'''

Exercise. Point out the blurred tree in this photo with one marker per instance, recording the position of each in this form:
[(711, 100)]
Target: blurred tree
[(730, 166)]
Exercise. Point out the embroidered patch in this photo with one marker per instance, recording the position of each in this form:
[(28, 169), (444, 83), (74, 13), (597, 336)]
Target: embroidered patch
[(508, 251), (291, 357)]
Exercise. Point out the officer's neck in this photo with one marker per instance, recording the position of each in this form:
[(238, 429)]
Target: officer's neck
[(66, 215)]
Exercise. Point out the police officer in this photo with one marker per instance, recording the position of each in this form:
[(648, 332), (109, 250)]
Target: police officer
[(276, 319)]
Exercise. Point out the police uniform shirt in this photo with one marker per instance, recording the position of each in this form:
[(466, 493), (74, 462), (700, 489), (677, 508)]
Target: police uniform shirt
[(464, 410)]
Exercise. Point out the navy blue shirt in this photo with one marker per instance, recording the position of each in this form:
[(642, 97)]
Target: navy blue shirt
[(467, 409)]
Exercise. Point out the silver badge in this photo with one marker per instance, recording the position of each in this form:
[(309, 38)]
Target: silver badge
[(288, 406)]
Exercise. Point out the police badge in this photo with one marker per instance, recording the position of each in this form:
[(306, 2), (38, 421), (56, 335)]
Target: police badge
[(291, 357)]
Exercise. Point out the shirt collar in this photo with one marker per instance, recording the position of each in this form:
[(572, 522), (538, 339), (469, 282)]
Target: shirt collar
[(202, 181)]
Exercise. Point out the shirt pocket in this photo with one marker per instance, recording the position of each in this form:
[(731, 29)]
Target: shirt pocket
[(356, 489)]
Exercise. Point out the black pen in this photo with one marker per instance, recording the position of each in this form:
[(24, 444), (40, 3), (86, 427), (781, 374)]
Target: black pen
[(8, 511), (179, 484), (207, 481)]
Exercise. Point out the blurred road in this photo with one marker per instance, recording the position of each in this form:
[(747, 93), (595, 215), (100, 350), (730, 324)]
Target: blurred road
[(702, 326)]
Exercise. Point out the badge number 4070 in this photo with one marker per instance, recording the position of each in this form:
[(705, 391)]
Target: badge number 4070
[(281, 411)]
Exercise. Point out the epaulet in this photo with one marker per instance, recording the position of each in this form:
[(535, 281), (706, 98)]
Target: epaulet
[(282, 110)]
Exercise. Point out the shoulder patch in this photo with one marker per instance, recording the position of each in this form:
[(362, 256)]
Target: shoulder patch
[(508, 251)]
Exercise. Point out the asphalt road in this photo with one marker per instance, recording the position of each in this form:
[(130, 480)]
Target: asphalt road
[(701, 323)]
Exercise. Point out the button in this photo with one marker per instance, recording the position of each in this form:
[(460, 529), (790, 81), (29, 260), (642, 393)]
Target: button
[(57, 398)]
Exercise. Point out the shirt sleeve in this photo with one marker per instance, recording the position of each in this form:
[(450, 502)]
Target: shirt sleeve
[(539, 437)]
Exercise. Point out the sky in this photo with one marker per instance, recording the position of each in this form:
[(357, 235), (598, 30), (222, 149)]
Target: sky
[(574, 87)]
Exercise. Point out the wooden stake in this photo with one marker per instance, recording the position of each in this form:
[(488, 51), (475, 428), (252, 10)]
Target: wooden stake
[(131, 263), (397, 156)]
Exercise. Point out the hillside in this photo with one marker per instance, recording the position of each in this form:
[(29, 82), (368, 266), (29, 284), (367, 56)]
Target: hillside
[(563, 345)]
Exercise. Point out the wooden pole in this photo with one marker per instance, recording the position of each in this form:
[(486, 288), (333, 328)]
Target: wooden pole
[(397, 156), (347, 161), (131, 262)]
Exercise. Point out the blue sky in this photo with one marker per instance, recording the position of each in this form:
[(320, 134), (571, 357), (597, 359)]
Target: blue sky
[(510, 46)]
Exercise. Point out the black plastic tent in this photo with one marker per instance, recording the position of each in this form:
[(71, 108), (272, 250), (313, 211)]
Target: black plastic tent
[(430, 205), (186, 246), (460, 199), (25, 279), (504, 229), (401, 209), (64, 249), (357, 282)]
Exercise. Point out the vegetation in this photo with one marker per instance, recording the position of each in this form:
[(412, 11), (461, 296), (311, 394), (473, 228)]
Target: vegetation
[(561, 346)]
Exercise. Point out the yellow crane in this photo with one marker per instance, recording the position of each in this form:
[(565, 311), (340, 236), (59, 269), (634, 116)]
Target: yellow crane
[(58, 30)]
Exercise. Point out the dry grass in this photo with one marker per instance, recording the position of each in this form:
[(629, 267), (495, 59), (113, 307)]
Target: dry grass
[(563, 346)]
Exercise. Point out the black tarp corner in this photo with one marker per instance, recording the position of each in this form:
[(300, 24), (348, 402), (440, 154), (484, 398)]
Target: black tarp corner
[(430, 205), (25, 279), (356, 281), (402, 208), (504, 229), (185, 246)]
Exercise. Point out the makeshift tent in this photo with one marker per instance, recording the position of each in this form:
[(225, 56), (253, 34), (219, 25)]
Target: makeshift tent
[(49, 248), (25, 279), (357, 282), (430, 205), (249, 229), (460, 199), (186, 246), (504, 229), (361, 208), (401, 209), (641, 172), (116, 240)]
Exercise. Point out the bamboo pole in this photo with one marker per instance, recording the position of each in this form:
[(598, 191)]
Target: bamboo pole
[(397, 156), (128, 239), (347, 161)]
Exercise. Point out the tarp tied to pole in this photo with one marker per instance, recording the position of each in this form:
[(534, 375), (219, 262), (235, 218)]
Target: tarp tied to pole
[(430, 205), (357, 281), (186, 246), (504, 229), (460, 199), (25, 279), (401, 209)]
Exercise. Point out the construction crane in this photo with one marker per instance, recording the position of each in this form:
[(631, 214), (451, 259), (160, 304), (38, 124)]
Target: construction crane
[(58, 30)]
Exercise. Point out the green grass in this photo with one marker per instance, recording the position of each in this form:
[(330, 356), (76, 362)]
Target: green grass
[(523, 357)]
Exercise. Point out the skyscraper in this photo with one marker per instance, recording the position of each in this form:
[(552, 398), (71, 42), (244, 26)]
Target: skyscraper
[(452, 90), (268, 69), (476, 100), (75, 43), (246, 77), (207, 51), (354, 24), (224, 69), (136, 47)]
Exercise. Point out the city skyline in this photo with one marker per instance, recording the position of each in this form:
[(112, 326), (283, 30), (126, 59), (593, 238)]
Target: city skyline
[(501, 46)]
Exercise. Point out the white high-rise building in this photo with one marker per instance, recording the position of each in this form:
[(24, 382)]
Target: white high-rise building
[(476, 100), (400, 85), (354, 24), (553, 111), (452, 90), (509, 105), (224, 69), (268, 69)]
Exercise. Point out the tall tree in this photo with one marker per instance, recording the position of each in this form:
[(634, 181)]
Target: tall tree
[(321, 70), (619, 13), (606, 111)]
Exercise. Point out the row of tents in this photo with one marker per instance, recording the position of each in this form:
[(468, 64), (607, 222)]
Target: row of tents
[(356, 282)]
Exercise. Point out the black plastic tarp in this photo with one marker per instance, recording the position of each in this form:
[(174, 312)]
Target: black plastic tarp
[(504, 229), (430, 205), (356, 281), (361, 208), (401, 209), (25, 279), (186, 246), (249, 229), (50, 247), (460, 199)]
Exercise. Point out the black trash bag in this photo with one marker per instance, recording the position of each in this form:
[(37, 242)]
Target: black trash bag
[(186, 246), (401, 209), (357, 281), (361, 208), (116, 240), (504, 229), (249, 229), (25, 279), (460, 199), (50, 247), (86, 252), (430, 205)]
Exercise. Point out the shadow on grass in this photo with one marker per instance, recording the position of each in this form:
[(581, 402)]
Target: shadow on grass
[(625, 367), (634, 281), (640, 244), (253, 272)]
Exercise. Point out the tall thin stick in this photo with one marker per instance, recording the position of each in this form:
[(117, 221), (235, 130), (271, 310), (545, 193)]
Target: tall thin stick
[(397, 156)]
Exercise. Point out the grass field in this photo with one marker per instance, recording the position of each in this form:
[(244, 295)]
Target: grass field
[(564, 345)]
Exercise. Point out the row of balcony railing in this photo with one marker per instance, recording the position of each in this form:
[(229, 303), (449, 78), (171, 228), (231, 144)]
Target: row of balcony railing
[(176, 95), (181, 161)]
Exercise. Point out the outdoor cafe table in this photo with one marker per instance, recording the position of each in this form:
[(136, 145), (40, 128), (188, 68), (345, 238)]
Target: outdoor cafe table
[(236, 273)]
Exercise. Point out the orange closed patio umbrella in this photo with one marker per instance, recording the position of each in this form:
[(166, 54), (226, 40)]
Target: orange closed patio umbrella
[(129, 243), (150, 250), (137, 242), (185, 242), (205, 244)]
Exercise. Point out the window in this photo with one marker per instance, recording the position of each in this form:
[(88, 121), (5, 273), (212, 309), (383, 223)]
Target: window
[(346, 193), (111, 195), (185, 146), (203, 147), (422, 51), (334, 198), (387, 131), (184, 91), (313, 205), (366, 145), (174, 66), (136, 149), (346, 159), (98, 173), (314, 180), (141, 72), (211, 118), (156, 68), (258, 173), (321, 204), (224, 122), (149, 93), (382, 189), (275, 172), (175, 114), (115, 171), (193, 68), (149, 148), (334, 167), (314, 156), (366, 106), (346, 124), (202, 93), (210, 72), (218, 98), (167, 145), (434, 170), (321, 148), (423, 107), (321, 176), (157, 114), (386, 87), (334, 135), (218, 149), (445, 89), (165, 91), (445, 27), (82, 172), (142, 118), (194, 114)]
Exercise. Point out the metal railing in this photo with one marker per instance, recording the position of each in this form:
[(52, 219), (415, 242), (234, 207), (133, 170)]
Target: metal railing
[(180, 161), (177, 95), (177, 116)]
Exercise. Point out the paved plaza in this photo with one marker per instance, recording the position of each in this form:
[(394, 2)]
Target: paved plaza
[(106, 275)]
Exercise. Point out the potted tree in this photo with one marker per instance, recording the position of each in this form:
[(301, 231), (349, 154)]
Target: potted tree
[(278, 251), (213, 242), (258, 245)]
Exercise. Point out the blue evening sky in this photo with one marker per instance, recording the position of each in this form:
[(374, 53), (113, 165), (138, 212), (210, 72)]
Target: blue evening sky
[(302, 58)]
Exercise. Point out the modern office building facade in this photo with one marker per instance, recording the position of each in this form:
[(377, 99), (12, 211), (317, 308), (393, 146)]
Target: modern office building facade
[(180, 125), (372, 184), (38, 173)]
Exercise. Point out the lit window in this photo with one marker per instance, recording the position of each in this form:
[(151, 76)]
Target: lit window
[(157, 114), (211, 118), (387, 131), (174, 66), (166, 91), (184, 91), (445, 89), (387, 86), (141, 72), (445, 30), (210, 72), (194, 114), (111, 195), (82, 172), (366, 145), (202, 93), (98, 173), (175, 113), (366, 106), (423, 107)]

'''

**PROBLEM DESCRIPTION**
Can you transcribe the listing above, character for character, from the line with "Exercise. Point out the metal" up to and including the line with "[(180, 161), (177, 95), (177, 116)]"?

**SOLUTION FOR THIS PROBLEM**
Exercise. Point out the metal railing in this photo with one marker per instance, recording the position of each in this form:
[(52, 219), (415, 242), (234, 207), (133, 170)]
Target: metal railing
[(180, 161), (177, 95), (177, 116)]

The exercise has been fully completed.